-- WHAT YOU SHOULD DO --
Pick out each line of the data below that contains the word "coordinates", and copy those lines in full.

-- RECORDS TO USE --
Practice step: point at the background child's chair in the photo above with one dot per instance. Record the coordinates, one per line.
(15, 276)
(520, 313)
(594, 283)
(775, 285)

==

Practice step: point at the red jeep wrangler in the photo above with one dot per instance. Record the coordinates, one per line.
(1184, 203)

-- RIGHT ANSWER --
Practice step: point at the background child's chair in the photo above with one dot per instance. Record the coordinates, one per line.
Practice step: point at the red jeep wrangler in the photo above with one dot per instance. Record the coordinates, one per line.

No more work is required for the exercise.